Please copy the listing again, starting at the line that contains "of the rocky" and continuing through the end of the listing, with the requests included, and leave the pictures out. Rescale only the answer coordinates by multiplying each by 1.95 and rounding to whole numbers, with halves rounded up.

Object position labeling listing
■ ■ ■
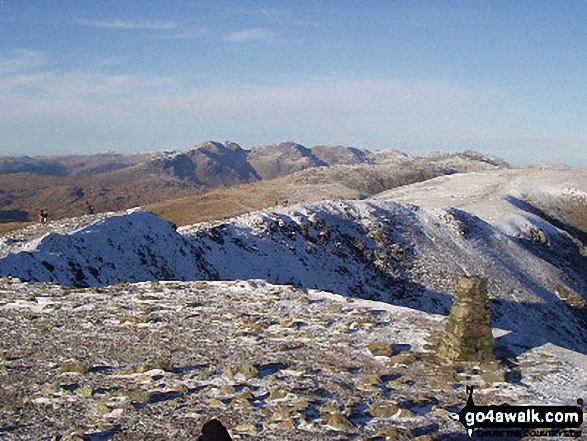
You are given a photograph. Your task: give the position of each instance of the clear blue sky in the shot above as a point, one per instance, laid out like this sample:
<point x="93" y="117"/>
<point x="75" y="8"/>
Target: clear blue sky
<point x="503" y="77"/>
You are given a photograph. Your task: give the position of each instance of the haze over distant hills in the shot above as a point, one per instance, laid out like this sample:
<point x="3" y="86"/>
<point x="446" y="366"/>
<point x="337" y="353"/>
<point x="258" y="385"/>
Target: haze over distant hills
<point x="64" y="184"/>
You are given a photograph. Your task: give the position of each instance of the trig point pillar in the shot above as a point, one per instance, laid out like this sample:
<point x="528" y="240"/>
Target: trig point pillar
<point x="467" y="336"/>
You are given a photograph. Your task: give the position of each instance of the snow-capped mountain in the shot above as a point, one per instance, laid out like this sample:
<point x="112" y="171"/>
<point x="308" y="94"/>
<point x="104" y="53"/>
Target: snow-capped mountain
<point x="385" y="250"/>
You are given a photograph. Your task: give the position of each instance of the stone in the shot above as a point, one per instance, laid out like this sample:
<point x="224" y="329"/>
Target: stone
<point x="467" y="336"/>
<point x="395" y="434"/>
<point x="385" y="409"/>
<point x="246" y="370"/>
<point x="246" y="428"/>
<point x="381" y="349"/>
<point x="280" y="414"/>
<point x="339" y="421"/>
<point x="276" y="394"/>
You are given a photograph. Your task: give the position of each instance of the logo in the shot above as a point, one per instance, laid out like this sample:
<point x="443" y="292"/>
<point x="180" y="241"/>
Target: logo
<point x="520" y="417"/>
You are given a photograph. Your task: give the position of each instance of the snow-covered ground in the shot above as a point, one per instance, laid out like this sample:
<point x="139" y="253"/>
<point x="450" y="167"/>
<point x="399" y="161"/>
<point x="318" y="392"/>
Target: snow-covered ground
<point x="403" y="248"/>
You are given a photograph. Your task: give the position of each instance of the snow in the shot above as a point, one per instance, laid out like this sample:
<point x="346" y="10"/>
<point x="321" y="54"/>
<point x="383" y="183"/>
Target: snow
<point x="397" y="254"/>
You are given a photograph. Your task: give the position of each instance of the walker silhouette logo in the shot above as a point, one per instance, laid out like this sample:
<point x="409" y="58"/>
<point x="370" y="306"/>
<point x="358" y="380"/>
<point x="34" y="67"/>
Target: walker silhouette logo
<point x="520" y="417"/>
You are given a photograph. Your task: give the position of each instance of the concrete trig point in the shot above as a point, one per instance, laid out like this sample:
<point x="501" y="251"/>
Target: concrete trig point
<point x="467" y="336"/>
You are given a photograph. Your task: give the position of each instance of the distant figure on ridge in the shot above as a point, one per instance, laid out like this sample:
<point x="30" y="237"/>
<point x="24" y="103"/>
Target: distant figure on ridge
<point x="213" y="430"/>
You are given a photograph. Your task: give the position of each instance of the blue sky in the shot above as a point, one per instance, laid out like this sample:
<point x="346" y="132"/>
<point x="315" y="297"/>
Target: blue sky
<point x="502" y="77"/>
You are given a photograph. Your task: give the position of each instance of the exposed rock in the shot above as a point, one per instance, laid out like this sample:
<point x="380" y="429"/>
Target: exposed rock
<point x="381" y="349"/>
<point x="243" y="370"/>
<point x="385" y="409"/>
<point x="339" y="421"/>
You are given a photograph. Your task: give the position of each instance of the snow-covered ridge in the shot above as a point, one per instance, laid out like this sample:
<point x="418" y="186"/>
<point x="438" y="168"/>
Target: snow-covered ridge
<point x="395" y="252"/>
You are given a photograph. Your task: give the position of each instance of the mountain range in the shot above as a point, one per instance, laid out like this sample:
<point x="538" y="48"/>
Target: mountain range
<point x="64" y="185"/>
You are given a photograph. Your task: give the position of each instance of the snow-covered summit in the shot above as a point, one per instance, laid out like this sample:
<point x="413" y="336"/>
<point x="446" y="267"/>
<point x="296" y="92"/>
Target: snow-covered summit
<point x="385" y="250"/>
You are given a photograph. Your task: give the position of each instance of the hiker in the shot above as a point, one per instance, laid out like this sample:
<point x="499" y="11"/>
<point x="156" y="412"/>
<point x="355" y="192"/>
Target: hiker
<point x="213" y="430"/>
<point x="43" y="216"/>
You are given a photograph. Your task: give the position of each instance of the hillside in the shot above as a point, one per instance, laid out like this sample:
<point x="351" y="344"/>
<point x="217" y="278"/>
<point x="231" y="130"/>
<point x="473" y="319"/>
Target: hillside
<point x="312" y="321"/>
<point x="64" y="185"/>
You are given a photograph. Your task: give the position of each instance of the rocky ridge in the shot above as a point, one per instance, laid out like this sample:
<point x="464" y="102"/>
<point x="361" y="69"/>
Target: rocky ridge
<point x="156" y="360"/>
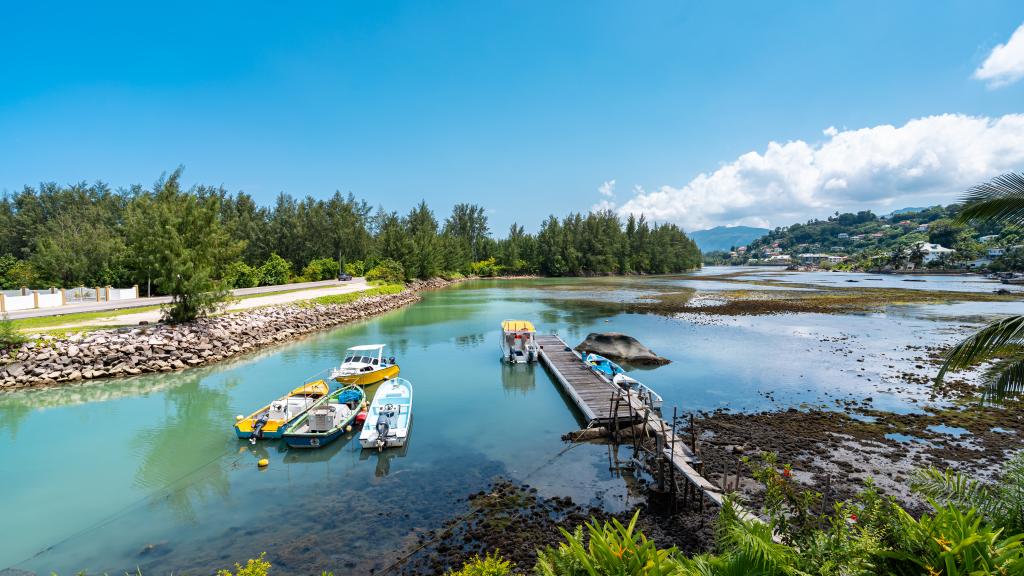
■ ■ ■
Exercise result:
You are given a photograph. Your task: give the position of each instance of the rocky ridge in the shot above as a point, one per instance, laid out like this sample:
<point x="464" y="102"/>
<point x="361" y="69"/>
Target: rocky ridge
<point x="304" y="702"/>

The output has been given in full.